-- SUPPLIED DATA start --

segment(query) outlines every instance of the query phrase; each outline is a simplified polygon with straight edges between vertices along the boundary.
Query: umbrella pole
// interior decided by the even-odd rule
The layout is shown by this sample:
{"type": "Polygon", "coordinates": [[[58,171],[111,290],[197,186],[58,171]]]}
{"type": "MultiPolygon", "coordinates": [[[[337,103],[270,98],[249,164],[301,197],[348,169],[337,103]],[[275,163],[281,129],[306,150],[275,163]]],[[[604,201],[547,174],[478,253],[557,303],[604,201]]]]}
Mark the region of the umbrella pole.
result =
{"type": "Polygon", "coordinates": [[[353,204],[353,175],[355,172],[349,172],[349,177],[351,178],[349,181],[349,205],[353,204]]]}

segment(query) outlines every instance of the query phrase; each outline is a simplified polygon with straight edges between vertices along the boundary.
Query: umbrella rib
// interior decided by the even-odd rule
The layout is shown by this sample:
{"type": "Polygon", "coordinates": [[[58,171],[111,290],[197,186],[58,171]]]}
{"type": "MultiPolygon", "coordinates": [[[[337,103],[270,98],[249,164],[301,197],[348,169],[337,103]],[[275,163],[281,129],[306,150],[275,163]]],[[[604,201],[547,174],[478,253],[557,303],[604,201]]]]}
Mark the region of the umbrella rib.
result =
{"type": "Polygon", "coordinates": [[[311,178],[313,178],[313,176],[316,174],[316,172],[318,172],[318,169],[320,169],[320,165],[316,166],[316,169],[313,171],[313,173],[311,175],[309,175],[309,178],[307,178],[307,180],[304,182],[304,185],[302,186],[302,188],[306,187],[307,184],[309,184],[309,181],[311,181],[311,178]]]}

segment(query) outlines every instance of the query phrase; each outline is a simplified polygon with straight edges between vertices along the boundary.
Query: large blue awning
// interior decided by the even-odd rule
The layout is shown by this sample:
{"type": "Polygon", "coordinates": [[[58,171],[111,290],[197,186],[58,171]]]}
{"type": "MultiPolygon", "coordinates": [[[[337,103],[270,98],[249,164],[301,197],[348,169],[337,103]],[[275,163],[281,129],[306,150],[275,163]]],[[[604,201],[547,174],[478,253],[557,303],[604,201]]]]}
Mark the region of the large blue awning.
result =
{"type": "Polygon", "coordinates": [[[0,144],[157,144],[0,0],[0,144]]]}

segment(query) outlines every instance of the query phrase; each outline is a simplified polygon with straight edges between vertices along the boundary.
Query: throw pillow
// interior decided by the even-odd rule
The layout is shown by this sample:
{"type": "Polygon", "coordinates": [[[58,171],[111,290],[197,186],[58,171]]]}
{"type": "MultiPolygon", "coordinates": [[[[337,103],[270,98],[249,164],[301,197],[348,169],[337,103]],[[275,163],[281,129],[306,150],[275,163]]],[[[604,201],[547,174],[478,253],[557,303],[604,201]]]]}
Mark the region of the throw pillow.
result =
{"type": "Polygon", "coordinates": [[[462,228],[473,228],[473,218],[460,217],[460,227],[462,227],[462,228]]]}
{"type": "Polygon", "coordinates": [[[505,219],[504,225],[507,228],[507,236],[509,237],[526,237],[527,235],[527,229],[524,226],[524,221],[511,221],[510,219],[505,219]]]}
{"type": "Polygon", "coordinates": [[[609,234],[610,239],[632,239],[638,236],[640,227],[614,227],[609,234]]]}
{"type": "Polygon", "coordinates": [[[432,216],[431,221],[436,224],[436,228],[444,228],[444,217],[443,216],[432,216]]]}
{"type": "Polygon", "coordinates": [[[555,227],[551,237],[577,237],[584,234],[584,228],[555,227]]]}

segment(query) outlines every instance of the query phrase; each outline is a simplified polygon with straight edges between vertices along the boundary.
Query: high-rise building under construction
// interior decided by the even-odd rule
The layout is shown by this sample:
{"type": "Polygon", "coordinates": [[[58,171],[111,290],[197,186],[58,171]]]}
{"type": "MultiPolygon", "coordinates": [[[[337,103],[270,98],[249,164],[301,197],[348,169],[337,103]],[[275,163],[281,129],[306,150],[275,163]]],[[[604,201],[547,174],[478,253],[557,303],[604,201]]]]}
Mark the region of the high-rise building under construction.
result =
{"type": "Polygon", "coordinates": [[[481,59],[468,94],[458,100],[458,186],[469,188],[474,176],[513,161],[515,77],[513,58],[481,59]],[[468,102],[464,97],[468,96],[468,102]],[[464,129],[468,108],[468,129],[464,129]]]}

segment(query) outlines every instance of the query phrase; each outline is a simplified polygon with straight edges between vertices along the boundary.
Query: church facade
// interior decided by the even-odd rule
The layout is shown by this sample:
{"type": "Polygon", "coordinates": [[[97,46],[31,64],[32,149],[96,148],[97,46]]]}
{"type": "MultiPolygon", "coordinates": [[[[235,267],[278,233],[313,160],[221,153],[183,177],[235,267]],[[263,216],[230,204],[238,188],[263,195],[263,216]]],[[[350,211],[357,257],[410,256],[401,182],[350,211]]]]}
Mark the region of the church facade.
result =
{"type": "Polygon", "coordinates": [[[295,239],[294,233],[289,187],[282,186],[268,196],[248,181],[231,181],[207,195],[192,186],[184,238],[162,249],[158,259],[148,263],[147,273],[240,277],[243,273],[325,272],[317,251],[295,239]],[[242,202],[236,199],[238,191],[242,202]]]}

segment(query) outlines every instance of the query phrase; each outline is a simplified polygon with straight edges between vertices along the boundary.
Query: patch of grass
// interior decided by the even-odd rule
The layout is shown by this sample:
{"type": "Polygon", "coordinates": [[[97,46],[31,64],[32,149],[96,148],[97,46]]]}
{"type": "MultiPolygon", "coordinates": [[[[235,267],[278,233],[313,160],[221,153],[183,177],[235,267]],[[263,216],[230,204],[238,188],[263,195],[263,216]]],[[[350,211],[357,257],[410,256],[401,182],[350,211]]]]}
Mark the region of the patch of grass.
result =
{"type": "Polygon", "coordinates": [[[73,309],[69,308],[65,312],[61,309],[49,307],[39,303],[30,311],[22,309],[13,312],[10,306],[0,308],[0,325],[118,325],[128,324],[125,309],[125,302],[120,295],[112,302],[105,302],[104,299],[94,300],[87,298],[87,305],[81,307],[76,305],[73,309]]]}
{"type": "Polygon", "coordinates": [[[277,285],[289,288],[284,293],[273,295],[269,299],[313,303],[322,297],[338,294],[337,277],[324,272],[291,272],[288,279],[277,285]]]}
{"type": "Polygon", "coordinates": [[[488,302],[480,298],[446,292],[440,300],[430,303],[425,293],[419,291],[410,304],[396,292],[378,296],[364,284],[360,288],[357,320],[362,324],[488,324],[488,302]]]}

-- SUPPLIED DATA end --

Locate each line in the material above that contains the word "umbrella", where uppercase and lowercase must match, and copy those lines out.

**RESPONSE TO THIS EXERCISE:**
Query: umbrella pole
Mark the region of the umbrella pole.
Query: umbrella rib
Mark the region of the umbrella rib.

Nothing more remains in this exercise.